> WORK INSTRUCTIONS:
Give every line of the data again, unchanged, but with no pictures.

> DATA SECTION:
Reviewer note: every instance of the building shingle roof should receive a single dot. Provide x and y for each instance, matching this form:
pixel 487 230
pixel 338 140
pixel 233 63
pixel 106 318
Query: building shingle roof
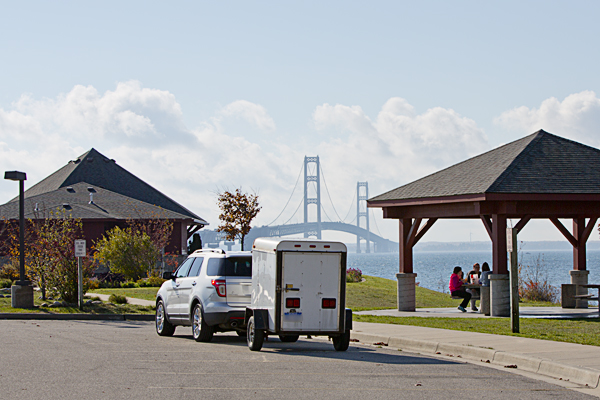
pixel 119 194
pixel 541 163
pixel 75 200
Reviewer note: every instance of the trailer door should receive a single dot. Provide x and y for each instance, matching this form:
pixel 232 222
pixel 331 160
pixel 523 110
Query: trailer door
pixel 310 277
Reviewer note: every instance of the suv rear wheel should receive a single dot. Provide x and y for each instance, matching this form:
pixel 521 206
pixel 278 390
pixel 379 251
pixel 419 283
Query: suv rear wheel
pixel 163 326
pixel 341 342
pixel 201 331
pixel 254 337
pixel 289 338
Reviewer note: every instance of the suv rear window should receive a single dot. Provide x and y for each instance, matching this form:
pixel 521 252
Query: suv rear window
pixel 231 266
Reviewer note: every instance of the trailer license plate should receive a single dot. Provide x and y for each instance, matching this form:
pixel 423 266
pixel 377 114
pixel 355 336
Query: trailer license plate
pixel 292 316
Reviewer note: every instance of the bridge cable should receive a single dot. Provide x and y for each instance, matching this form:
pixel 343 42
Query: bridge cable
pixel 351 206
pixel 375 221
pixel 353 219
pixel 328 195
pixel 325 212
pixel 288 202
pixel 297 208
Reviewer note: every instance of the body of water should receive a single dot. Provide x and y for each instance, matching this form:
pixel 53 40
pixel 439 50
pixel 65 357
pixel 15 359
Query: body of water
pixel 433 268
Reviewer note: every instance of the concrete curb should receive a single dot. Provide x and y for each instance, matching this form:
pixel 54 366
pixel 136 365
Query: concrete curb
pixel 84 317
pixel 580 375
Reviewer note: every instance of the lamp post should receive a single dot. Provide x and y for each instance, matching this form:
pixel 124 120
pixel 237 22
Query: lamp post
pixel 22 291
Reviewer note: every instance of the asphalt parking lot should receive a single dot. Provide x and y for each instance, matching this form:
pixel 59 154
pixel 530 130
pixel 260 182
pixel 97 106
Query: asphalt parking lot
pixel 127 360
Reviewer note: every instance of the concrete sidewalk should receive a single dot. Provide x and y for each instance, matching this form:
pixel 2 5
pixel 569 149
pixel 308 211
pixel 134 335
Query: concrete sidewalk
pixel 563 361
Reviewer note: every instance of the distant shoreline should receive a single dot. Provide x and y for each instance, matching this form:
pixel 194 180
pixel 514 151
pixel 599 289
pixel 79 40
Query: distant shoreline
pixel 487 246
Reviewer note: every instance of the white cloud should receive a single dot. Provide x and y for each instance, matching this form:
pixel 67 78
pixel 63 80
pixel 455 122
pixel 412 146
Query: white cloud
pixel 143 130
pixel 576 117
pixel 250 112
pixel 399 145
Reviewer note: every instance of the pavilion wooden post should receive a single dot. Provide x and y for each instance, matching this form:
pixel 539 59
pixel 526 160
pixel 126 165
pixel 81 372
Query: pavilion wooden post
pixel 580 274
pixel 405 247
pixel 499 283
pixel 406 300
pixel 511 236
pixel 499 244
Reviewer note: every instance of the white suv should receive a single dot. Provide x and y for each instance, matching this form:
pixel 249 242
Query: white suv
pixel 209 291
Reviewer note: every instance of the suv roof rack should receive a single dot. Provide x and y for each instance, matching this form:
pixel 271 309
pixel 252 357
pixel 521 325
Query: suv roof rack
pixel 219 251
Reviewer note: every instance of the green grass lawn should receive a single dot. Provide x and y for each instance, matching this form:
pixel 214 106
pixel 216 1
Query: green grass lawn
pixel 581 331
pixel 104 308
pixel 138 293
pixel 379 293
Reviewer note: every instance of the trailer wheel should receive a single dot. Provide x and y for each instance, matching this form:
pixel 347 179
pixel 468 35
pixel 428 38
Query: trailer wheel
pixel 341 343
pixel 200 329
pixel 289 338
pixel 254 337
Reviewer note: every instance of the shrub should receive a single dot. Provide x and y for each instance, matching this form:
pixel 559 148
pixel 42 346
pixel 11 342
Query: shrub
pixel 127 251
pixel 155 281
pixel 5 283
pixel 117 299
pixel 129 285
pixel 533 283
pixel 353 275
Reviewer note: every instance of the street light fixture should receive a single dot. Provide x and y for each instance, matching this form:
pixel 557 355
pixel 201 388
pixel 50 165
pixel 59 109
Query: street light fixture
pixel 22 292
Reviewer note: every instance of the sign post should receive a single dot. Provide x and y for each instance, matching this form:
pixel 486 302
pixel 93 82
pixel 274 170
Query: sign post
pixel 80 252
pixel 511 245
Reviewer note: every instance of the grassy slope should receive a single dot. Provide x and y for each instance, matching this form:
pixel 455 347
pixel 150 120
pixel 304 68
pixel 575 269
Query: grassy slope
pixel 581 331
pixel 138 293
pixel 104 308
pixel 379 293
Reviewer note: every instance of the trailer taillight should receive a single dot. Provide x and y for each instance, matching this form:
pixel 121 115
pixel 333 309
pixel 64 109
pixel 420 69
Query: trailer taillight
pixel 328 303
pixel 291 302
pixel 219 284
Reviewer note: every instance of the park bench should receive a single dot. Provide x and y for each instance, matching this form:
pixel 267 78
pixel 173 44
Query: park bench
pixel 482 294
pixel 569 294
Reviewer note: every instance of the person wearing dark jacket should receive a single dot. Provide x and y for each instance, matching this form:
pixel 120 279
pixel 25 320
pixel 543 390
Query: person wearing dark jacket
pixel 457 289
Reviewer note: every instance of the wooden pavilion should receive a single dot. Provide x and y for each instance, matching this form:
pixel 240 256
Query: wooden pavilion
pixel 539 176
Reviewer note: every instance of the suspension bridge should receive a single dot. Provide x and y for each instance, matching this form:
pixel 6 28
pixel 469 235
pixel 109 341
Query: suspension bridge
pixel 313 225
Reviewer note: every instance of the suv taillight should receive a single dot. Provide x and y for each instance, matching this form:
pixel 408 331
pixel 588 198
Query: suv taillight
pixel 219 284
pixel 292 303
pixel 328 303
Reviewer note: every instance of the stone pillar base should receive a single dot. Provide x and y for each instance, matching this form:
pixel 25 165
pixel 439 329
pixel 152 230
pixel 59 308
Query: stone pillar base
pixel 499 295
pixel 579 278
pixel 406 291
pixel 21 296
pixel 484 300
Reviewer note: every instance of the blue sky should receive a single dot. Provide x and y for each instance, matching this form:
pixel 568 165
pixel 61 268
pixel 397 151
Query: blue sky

> EXERCISE ANSWER:
Reviewer note: every instance of the building shingle roof should receive a single dot. Provide x and y for each instance, matching this form:
pixel 487 230
pixel 338 140
pixel 233 63
pixel 106 318
Query: building shingle roof
pixel 119 194
pixel 541 163
pixel 75 200
Reviewer note: every instance of the trailer door should receive a single dot. Provide x and y for each instance, matching this form:
pixel 232 222
pixel 331 160
pixel 523 110
Query: trailer door
pixel 310 277
Reviewer note: every instance of the suv rear wheel should receive a single dot. Provide x and y for each instance, matching this form:
pixel 521 206
pixel 278 390
pixel 379 251
pixel 419 283
Query: suv rear wheel
pixel 163 326
pixel 341 342
pixel 201 331
pixel 254 337
pixel 289 338
Reviewer note: every instance of the suv rear window should receive a single dot. Provide x and y for each instance, matching this form:
pixel 521 252
Query: suv rear window
pixel 231 266
Reviewer note: every instance of the trailer license plate should receive a single dot. Provide x and y for each instance, matching this form:
pixel 423 266
pixel 377 114
pixel 355 336
Query: trailer license plate
pixel 292 316
Reviewer note: every instance of the bridge cable should receive a single dot. Provide x and y for each instance, matching this form:
pixel 343 42
Query: bridge cable
pixel 351 206
pixel 375 221
pixel 353 219
pixel 328 195
pixel 325 212
pixel 288 202
pixel 297 208
Reviewer note: every instance of the body of water should receive a single dot. Provide x and y for each instance, matching this form:
pixel 53 40
pixel 439 50
pixel 65 357
pixel 15 359
Query: body of water
pixel 433 268
Reviewer note: every instance of the concrete curb should receive a single dot. Provide x and y for each instance, matching this form:
pixel 54 366
pixel 136 365
Query: concrete curb
pixel 84 317
pixel 580 375
Reviewer note: every instance of the lamp post should receive a single dot. Provide x and y for each instance, matching this form:
pixel 124 120
pixel 237 22
Query: lamp post
pixel 22 291
Reviewer note: every instance of the asphalt parking lot should receive a single dot. Provide x and y for each instance, matching this form:
pixel 59 154
pixel 530 130
pixel 260 182
pixel 97 106
Query: asphalt parking lot
pixel 127 360
Reviewer note: every instance of the concrete sidewalk should receive a single dot. Provide x and y for each instance, matching this form:
pixel 2 5
pixel 569 149
pixel 308 211
pixel 134 335
Query: concrete sidewalk
pixel 563 361
Reviewer note: every instance of the distant shoreline should receive a single dot. Provide x and y for each instance, matching this form:
pixel 194 180
pixel 514 151
pixel 599 289
pixel 79 40
Query: distant shoreline
pixel 487 246
Reviewer note: every instance of the white cloud should receive a single dot. Provide x and y for each instance, matching this form:
pixel 67 78
pixel 63 80
pixel 455 122
pixel 412 146
Query: white cloud
pixel 143 130
pixel 576 117
pixel 250 112
pixel 399 145
Reviewer note: every instance of the pavilion wooden post should receive a single dot. Provide x and y for each instance, matching this form:
pixel 539 59
pixel 526 160
pixel 126 165
pixel 81 372
Query: pavilion wooden post
pixel 580 274
pixel 405 247
pixel 499 283
pixel 406 300
pixel 511 236
pixel 499 244
Reviewer note: every instance of the white suv should receive a single dot. Provide x and y for each instance, matching this form:
pixel 249 242
Query: white suv
pixel 209 291
Reviewer note: every instance of the suv roof rack should receive a single dot. Provide x and y for each instance, matching this form:
pixel 271 309
pixel 252 357
pixel 521 325
Query: suv roof rack
pixel 219 251
Reviewer note: every instance of the green grass lawn should receive a single dot. Provide x and y for each instance, matching this form:
pixel 214 106
pixel 216 1
Query: green grass lawn
pixel 581 331
pixel 104 308
pixel 138 293
pixel 379 293
Reviewer note: every instance of the trailer wheel should receive a single dot. Provide x and y for each instance, matching this form:
pixel 347 179
pixel 468 35
pixel 428 38
Query: trailer wheel
pixel 341 343
pixel 200 329
pixel 289 338
pixel 254 337
Reviewer note: every instance of the shrub should receive a single dot. Provide x and y for each instance, matching this form:
pixel 559 148
pixel 42 346
pixel 11 342
Query: shrub
pixel 127 251
pixel 155 281
pixel 5 283
pixel 117 299
pixel 129 285
pixel 533 283
pixel 353 275
Reviewer note: every instance of the street light fixture should receive a single dot. Provide x and y for each instance, matching this form:
pixel 557 355
pixel 201 388
pixel 50 165
pixel 59 109
Query: street light fixture
pixel 22 292
Reviewer note: every instance of the sign post should receive a single dot. Provide x and y for each instance, matching this form:
pixel 486 302
pixel 93 82
pixel 274 170
Query: sign post
pixel 80 252
pixel 511 245
Reviewer note: every instance of the grassy slope should receive a single dot. Provide x and y for each instance, matching this form:
pixel 455 347
pixel 150 120
pixel 304 68
pixel 575 269
Query: grassy slope
pixel 581 331
pixel 138 293
pixel 104 308
pixel 379 293
Reviewer note: every instance of the trailer taillight should receive a single dot. Provide x and y for each instance, matching this form:
pixel 121 115
pixel 333 309
pixel 64 109
pixel 420 69
Query: trailer taillight
pixel 328 303
pixel 291 302
pixel 219 284
Reviewer note: every instance of the park bench should receive a single dot. Provide x and y for each instance, matching this form:
pixel 267 78
pixel 173 44
Query: park bench
pixel 482 294
pixel 569 294
Reviewer note: every instance of the person wearing dark jacket should receive a single dot. Provide x and y for each instance, matching this form:
pixel 120 279
pixel 25 320
pixel 543 390
Query: person wearing dark jacket
pixel 457 289
Reviewer note: every instance of the wooden pavilion should receive a single dot. Provide x and y for each instance, matching this form:
pixel 240 256
Query: wooden pavilion
pixel 539 176
Reviewer note: every instance of the suspension bridge should receive a single dot. Provide x and y for each instance, matching this form:
pixel 6 28
pixel 469 235
pixel 109 341
Query: suspension bridge
pixel 313 225
Reviewer note: every instance of the suv taillight should receive a single dot. Provide x and y for each instance, matching this form:
pixel 408 331
pixel 588 198
Query: suv taillight
pixel 219 284
pixel 292 303
pixel 328 303
Reviewer note: every instance of the stone pillar base should receive a single dot. Provide x and y for each instance, matching this form:
pixel 25 165
pixel 439 329
pixel 152 230
pixel 59 308
Query: stone pillar base
pixel 499 295
pixel 579 278
pixel 406 291
pixel 21 296
pixel 484 300
Reviewer note: every instance of the blue sky should receive a single dot. Provide x and y for each instance, matching this form:
pixel 568 165
pixel 61 268
pixel 397 151
Query: blue sky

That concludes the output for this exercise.